## WHAT IS ASKED
State how many lines in the material below contain the string "camouflage", matching case exactly. Reply with the number alone.

### RECORDS TO PROCESS ###

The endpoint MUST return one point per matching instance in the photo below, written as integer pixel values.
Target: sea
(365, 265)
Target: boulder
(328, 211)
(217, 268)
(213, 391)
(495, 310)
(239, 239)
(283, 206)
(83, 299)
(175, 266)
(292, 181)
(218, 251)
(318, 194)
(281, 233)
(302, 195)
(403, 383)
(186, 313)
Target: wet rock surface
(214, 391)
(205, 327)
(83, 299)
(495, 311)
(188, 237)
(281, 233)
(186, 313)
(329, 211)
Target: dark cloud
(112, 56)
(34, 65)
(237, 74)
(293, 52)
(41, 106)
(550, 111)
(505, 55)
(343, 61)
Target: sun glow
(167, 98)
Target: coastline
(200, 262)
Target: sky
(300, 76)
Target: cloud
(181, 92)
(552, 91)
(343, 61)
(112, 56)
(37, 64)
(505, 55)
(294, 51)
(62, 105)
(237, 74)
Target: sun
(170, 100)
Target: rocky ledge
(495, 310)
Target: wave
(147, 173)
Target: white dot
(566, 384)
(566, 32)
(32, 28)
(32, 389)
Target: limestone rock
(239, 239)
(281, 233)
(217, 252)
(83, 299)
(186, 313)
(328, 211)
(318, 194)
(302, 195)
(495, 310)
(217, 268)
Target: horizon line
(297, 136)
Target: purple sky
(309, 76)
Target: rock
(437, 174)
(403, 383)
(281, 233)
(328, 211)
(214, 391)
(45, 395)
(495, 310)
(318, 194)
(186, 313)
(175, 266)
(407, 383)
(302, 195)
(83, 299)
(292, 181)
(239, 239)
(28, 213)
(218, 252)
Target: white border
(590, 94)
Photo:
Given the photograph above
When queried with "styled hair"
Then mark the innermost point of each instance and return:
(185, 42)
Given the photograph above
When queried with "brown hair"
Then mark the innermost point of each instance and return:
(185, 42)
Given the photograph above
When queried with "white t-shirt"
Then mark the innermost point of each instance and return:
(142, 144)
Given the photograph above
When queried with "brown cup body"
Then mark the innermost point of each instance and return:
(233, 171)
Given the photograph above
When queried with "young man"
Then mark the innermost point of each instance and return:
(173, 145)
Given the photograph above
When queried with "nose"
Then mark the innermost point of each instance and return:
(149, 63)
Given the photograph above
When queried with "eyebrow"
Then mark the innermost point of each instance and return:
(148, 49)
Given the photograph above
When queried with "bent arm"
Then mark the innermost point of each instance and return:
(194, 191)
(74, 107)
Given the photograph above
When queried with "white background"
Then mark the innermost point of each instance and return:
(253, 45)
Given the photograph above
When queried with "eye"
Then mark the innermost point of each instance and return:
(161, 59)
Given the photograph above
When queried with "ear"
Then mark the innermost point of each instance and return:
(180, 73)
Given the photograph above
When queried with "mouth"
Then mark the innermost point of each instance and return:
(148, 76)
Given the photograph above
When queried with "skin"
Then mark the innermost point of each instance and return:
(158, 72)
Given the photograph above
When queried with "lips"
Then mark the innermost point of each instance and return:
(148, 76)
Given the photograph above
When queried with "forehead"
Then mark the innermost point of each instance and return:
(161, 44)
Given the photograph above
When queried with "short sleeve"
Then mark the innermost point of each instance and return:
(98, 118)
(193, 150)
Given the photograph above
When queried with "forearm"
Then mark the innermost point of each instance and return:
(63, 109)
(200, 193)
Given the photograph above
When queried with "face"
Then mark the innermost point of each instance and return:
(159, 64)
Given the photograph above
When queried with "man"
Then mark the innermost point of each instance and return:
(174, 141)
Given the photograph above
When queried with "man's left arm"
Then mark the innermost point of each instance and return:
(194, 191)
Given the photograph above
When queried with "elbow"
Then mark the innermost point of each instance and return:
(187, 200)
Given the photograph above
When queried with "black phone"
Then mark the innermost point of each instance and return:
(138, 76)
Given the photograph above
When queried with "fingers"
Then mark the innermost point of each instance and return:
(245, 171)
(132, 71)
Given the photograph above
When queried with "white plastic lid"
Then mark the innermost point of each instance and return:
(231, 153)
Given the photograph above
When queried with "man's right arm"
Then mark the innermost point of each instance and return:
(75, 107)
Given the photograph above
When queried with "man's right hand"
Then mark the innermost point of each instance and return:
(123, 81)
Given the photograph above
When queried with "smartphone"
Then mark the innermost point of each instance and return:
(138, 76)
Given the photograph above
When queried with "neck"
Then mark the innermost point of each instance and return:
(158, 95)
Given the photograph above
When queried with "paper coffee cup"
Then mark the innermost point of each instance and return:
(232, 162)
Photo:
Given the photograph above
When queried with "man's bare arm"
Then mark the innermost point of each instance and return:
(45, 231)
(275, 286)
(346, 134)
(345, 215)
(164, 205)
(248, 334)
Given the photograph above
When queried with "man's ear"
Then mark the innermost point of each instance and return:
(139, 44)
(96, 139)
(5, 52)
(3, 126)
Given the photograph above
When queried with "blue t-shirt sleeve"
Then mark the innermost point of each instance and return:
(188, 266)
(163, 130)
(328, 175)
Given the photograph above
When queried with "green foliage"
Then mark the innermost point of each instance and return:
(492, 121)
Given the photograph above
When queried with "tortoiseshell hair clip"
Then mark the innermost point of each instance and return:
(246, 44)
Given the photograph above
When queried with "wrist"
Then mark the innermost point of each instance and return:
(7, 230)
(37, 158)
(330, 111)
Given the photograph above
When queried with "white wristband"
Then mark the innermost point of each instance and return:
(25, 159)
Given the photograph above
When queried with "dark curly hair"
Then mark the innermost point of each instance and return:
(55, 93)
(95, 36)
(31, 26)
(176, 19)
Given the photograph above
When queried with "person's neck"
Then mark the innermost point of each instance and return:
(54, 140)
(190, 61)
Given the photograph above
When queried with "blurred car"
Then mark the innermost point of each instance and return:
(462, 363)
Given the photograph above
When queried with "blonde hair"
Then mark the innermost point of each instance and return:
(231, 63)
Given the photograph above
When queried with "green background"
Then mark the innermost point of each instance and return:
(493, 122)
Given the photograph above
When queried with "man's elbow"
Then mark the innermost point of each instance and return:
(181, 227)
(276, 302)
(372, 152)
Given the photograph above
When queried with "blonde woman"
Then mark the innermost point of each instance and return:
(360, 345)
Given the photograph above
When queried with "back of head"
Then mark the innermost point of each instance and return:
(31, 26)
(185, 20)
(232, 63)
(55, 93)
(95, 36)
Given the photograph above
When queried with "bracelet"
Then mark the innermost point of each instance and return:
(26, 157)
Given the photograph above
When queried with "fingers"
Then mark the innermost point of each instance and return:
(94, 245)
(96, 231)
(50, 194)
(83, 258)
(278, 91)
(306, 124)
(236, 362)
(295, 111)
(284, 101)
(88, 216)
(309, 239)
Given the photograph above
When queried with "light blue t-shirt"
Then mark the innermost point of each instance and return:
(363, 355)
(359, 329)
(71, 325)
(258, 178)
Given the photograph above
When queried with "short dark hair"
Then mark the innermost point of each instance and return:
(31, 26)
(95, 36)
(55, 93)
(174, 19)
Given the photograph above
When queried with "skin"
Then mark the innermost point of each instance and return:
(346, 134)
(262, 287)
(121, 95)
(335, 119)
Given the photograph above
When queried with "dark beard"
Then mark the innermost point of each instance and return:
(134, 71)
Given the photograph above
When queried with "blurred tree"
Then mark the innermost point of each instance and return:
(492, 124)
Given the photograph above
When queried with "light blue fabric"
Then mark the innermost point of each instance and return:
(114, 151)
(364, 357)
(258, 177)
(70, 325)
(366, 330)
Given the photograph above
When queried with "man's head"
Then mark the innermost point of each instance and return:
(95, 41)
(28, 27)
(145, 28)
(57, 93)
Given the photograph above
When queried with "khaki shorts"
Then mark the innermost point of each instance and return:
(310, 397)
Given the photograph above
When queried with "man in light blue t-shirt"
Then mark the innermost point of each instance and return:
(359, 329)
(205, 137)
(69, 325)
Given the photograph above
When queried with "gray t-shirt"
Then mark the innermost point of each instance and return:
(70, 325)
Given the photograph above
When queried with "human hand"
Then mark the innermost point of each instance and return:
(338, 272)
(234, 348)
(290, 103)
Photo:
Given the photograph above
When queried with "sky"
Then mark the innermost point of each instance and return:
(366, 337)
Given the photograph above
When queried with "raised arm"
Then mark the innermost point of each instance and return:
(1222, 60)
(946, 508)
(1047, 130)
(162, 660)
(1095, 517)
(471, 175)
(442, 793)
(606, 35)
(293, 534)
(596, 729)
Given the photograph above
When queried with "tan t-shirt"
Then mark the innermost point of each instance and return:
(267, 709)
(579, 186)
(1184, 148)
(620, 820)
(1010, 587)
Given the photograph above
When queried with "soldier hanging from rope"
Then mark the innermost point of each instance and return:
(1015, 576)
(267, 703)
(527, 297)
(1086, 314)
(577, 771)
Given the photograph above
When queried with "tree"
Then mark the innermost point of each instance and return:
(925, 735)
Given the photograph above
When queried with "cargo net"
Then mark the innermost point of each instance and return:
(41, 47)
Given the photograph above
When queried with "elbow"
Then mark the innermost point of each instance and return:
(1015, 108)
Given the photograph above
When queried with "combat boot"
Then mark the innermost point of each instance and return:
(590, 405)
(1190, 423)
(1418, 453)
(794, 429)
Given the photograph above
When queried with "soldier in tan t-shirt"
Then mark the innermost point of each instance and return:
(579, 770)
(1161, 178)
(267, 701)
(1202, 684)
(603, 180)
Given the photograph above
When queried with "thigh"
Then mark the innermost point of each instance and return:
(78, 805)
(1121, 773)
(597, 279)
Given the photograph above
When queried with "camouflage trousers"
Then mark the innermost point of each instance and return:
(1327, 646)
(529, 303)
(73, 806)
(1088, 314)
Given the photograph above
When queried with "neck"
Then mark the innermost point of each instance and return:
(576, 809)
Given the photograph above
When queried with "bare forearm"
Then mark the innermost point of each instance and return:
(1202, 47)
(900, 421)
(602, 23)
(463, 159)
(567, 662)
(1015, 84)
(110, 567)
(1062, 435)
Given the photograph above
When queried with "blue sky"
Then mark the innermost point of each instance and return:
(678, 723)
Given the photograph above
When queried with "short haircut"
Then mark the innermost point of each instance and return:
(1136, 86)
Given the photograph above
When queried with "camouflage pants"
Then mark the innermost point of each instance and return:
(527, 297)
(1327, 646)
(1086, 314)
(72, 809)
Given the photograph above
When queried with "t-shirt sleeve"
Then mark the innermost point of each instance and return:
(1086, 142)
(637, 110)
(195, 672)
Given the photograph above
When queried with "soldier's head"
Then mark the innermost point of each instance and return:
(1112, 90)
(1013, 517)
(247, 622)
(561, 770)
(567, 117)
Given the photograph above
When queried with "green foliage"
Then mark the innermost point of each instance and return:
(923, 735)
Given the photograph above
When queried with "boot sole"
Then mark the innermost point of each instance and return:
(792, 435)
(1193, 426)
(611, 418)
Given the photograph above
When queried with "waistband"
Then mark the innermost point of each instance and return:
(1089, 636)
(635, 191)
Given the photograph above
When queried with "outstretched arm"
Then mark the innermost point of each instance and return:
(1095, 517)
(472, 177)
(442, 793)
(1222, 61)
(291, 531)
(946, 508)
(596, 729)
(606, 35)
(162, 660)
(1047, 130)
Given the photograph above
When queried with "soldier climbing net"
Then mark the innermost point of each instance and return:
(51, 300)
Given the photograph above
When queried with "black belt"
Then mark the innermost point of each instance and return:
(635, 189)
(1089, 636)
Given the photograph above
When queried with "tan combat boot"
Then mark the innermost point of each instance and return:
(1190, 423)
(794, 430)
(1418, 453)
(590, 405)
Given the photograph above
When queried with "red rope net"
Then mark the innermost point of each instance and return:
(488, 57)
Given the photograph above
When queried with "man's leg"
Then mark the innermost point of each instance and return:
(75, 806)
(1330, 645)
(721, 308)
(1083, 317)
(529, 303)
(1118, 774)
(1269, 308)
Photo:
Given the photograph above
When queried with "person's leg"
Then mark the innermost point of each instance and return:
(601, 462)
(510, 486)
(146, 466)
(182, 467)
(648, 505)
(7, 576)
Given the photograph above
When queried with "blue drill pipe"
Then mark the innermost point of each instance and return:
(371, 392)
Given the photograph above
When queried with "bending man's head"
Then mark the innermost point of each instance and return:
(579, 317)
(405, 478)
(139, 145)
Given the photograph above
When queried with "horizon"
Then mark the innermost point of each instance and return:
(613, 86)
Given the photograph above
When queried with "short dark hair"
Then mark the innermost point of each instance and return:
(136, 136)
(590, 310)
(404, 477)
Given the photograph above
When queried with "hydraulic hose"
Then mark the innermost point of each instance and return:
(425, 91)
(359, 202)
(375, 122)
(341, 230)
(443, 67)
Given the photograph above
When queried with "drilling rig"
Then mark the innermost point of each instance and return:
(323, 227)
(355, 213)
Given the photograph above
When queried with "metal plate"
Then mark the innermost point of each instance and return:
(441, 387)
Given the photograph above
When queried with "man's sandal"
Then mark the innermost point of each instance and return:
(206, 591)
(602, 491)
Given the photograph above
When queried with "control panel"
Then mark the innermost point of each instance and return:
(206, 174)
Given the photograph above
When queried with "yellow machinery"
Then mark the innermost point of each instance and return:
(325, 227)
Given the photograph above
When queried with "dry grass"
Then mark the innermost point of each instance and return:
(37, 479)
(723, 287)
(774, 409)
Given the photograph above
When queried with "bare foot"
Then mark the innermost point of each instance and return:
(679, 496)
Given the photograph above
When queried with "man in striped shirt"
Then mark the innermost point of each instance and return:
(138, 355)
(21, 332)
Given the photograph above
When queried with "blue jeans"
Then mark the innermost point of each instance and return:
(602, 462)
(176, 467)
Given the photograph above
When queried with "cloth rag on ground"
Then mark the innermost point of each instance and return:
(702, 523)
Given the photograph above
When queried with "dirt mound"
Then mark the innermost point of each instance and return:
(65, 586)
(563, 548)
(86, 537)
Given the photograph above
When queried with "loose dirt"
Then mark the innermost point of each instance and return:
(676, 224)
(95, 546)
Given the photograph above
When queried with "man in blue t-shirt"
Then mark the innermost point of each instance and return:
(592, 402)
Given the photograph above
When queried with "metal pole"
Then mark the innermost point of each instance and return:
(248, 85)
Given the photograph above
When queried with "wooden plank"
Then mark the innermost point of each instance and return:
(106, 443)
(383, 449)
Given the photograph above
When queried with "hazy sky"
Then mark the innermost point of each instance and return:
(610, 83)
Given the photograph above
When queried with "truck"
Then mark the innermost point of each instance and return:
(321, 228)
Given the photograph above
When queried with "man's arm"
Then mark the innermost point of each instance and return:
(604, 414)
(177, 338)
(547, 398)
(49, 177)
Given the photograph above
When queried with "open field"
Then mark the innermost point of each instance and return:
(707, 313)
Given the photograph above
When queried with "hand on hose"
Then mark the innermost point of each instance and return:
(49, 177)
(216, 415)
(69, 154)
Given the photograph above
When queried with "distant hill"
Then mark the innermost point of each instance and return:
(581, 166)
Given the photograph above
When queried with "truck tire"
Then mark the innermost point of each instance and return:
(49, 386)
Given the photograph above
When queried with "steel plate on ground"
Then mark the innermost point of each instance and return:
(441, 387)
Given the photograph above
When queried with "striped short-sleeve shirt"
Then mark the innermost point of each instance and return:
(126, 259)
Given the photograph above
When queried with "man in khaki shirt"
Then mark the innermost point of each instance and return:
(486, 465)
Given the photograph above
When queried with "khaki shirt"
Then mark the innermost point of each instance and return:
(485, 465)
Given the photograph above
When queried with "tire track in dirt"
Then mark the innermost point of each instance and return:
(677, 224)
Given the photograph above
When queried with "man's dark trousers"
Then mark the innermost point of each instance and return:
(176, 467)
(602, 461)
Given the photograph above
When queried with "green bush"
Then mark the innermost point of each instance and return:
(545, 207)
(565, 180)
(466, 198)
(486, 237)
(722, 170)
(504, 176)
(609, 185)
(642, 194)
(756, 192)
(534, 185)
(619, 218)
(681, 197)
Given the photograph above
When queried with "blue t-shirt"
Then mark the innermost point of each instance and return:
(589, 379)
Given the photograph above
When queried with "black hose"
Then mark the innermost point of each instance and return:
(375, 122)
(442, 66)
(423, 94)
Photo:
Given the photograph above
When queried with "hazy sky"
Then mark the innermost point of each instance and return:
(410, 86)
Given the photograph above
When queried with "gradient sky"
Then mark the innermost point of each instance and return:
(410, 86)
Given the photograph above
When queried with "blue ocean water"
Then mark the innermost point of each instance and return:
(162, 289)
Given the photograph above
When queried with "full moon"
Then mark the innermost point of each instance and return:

###

## RESULT FOR THIS EXERCISE
2